Excerpts of location labeling data:
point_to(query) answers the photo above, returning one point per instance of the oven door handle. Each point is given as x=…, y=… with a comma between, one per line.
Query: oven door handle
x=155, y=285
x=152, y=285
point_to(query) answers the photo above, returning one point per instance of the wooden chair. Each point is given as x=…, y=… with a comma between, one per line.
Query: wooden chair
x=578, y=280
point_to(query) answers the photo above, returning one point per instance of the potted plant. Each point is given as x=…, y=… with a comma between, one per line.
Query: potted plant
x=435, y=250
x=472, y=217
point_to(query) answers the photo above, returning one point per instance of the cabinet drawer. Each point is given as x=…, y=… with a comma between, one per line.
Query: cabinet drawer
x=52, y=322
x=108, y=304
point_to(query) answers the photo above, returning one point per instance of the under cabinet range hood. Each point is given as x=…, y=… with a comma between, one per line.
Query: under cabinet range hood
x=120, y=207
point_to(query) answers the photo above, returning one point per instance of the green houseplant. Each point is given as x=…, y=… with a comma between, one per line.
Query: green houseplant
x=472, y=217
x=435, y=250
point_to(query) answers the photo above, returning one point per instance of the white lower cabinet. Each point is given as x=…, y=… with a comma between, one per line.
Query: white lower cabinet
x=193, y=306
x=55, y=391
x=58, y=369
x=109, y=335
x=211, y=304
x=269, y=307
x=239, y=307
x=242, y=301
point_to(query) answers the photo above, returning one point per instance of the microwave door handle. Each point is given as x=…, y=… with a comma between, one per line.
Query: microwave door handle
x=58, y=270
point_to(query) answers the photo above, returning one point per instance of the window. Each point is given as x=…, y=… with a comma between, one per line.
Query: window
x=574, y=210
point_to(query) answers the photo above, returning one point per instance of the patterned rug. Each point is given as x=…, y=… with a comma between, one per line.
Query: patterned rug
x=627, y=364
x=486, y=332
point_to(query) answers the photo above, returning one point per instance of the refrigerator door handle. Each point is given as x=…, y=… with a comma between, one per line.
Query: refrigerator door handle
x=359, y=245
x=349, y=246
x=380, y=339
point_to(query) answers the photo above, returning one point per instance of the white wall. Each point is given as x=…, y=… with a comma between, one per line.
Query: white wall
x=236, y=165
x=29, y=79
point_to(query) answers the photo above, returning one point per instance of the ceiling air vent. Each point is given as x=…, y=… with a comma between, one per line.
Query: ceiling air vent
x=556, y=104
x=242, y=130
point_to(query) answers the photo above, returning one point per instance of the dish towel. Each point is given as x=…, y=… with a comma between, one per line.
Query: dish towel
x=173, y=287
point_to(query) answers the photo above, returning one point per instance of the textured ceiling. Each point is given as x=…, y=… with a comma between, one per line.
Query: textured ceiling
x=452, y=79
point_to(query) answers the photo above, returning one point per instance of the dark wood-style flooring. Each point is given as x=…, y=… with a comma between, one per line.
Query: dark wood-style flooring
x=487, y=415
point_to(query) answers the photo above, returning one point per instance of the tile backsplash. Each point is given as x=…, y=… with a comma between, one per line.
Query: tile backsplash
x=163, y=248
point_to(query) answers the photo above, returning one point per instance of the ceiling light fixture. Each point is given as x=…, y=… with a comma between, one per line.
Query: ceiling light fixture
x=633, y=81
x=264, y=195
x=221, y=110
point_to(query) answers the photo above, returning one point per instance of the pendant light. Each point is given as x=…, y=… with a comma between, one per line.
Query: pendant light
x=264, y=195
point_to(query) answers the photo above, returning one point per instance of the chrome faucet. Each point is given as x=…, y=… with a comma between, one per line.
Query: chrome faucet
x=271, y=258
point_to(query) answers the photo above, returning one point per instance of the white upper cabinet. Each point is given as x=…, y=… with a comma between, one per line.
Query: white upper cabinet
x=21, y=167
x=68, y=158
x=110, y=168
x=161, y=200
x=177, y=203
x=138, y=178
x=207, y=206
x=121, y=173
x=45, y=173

==

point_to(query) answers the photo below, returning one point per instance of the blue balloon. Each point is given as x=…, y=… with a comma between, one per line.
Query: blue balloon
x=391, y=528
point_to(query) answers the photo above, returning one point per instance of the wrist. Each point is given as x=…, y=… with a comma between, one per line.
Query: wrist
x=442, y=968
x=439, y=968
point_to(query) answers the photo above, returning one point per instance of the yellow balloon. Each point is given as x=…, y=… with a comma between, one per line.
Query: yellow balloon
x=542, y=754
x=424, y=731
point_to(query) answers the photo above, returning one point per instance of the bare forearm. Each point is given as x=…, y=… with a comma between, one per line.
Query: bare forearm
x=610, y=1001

» **YOUR OBJECTIVE**: Convert the stretch of records from the line containing "of the wrist." through the line containing "x=424, y=731" into a two-column CSV with the header columns record_text and record_answer, with one row per record and each field enclosed in double quotation marks with line breaks replaced by spaces.

» **TASK SOLUTION**:
record_text,record_answer
"point_to(query) answers the photo above, returning one point per instance of the wrist. Each point is given as x=…, y=… with a comma between, one per line. Query: wrist","x=442, y=968 x=439, y=968"
"point_to(query) answers the photo above, returning one point per instance of the yellow balloon. Each point is given as x=…, y=… with a comma between, one per line. Query: yellow balloon","x=542, y=754 x=424, y=731"